> TEXT PASSAGE:

╔══

Cascading rollups can reuse previous stats aggs:

WITH hourly AS ( SELECT time_bucket('1 hour'::interval, time) AS bucket,
    stats_agg( temp_c) AS hourly_agg
  FROM weather_metrics
  WHERE city_name = 'New York'
    AND time BETWEEN '2021-06-01 00:00:00' AND '2022-07-01 01:00:00'
  GROUP BY 1 ORDER BY 1
),
daily AS ( SELECT time_bucket('1 day', bucket) AS bucket,
    rollup(hourly_agg) AS daily_agg
  FROM hourly GROUP BY 1
),
monthly AS ( SELECT time_bucket('1 month', bucket) AS bucket,
   rollup(daily_agg) AS monthly_agg
 FROM daily GROUP BY 1
)
SELECT bucket as x, average(monthly_agg) as y from monthly;

Variance

Adding variance AND stddev without expensive computing process:

-- previous stats aggs example
SELECT bucket,
  average(monthly_agg),
  variance(monthly_agg),
  stddev(monthly_agg)
FROM monthly;

num vals

Querying number of values from pre-computed stats aggs:

WITH hourly AS (
  SELECT time_bucket('1 hour'::interval, time) AS bucket,
    stats_agg( temp_c) AS hourly_agg
  FROM weather_metrics
  WHERE city_name = 'New York'
  AND time BETWEEN '2023-02-01 00:00:00' AND '2023-02-01 12:00:00'
  GROUP BY 1 ORDER BY 1
)
SELECT bucket, average(hourly_agg), num_vals(hourly_agg) from hourly;

CAggs

AKA Continuous Aggregates ;)

Materialized views for hypertables.

CREATE MATERIALIZED VIEW ny_hourly_agg
WITH (timescaledb.continuous) AS
SELECT time_bucket('1 hour'::interval, time) AS bucket,
   stats_agg( temp_c) AS hourly_agg
FROM weather_metrics
 WHERE city_name = 'New York'
GROUP BY 1;

Materialized data can be combined with real time data from open timeframes.

caggs^2?

CREATE MATERIALIZED VIEW ny_daily_agg
WITH (timescaledb.continuous) AS
SELECT time_bucket('1 day',bucket),
rollup(hourly_agg) AS daily_agg
FROM ny_hourly_agg group by 1;

Candlesticks

CREATE MATERIALIZED VIEW weather_hourly
WITH (timescaledb.continuous) AS
    SELECT time_bucket('1 hour'::interval, time),
      city_name,
      candlestick_agg(time, temp_c, 1) as candlestick
    FROM weather_metrics
    GROUP BY 1,2 WITH DATA;

View

SELECT
  time_bucket as x,
  array_agg(open(candlestick)) as open,
  array_agg(high(candlestick)) as high,
  array_agg(low(candlestick)) as low,
  array_agg(close(candlestick)) as close
FROM weather_hourly
WHERE city_name = 'New York'
GROUP BY 1
ORDER BY time_bucket DESC LIMIT 30;

Correlation

WITH ny AS (
    SELECT
        time_bucket ('1 month', time),
        avg(temp_c)

╚══

> DATASET CONTENT:
╔══

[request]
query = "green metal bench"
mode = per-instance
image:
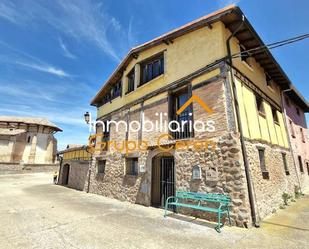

╚══

> DIRECTION: Extend the TimescaleDB SQL walkthrough above, picking up right after its final line.

> RESULT FOR THIS EXERCISE:
    FROM
        weather_metrics
    WHERE
        city_name = 'New York'
        AND time BETWEEN '2010-01-01' AND '2021-01-01'
    GROUP BY 1
),
nai AS (
    SELECT
        time_bucket ('1 month', time),
        avg(temp_c)
    FROM
        weather_metrics
    WHERE
        city_name = 'Nairobi'
        AND time BETWEEN '2010-01-01' AND '2021-01-01'
    GROUP BY 1
)
SELECT
    time_bucket ('1 y', ny.time_bucket) as x,
    covariance(stats_agg(ny.avg, nai.avg)) as y,
    corr(stats_agg(ny.avg, nai.avg)) as y_covariance
FROM ny
    JOIN nai ON ny.time_bucket = nai.time_bucket
GROUP BY 1;

Correlation matrix

Enable tablefunc to use crosstab:

CREATE EXTENSION tablefunc;

Combining pairs

WITH city_names AS (
  SELECT DISTINCT city_name as name
    FROM weather_metrics order by 1
)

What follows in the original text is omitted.